== Document ==

● ● ● ● ●

RESEARCH

BPASS and hoki


Making BPASS available through Python

The BPASS (see below) model data offer a wide array of predictions but using that data and performing some of the necessary pre-processing can be tricky.

Hoki is a python package I created to make the BPASS data easy to use within the python workflow of most astronomers! It is the easiest way to start playing with the models and their results once you have downloaded them. Some of the main functionalities of hoki are:

  • Loading the BPASS data into “pythonic” data formats (e.g. pandas data frames or bespoke classes)

  • Easily plotting some of the key BPASS results (e.g. HRDiagrams, which sounds like it would be easy, put it is not)

  • Essential data processing, such as creating Colour Magnitude Diagrams from the stellar library, creating SED templates to fit your observations with ppxf.

Hoki is an open source package. If you use it please cite our Journal of Open Source Software paper (Stevance et al. 2020a)

DOI

Feel free to send me an email or start an issue on the GitHub! Your feedback is the only way to know what is missing in the code or in the tutorials!

Have any questions of issues with hoki and BPASS?

Use-case examples

The papers linked in this section are examples of BPASS-hoki use-cases that have data analysis code published alongside the journal article (see data availability sections). These are an additional resource of code that you can use within your own work.

VFTS 243 as predicted by the BPASS fiducial models

NGC 1850 BH1: To be or not to be a black hole

Binary pathways to SLSNe-I: SN 2017gci

A systematic ageing method I: H II regions D118 and D119 in NGC 300

General Description

The Binary Population And Spectral Synthesis (BPASS - P.I.s Jan Eldridge and Elizabeth Stanway) models provide a wide array of predictions for how stars in the Universe live and what they look like throughout their lifetimes. They allow astronomers to compare observed properties of real stars and astrophysical events to understand the physical properties of these objects and retrace the life they led to give rise to those events (e.g. supernova explosions).

There are three key aspects to the BPASS models:

1) Detailed stellar evolution (using the Cambridge STARS code). Unlike rapid codes, detailed codes integrate over the equations that model the interior of stars. This is much more time consuming but gives us a lot more information about the physical characteristics of stars throughout their lives, and allows us to make fewer assumptions. The BPASS data release includes a stellar library containing over 250,000 stellar systems across 13 different metallicites.

● ● ● ● ●

== Dataset extract ==

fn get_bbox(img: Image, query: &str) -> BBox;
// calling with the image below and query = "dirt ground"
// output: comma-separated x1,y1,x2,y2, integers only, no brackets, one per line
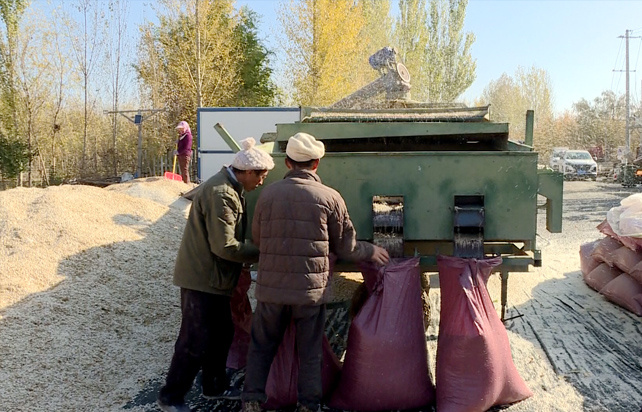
0,178,642,412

● ● ● ● ●

== Set of tasks ==
1: How many stellar systems does the stellar library in the BPASS data release contain, according to the BPASS and hoki page?
2: Write the next part of the BPASS and hoki page, picking up after its last sentence.
The listing is separate material from the BPASS and hoki text.

== Responses ==
1: Over 250,000 stellar systems.

2:
2) Population Synthesis. Each population in BPASS has a single metallicity and was born with 1 million solar masses. The population synthesis information tells you which systems in the stellar library are part of this population and how many such systems you would expect to find per million solar masses. If you have a galaxy that contains several metallicities and 10 billion solar masses you can then combine and scale the population synthesis information given to match! The BPASS models provide population synthesis resutls for 13 metallicities (Z=1e-5, 1e-4, 0.001, 0.002, 0.003, 0.004, 0.006, 0.008, 0.010, 0.014, 0.020, 0.030, 0.040) and 9 Initial Mass Functions (see Table 1 Stanway et al. 2018).

3) Spectral Synthesis. One of the unique features of BPASS is to also provide spectral synthesis information. This comes in two forms within our data releases. First, each population (1 metallicity, 1 million solar masses) comes with its predicted Spectral Energy Distribution (SED). These can be combined to fit the SEDs of galaxies to figure out what they are made of! In addition, each stellar model comes with predictions on what the stars would look like in dozens of filters commonly used by telescope facilities. This allows you to look for individual observed stars within the stellar library.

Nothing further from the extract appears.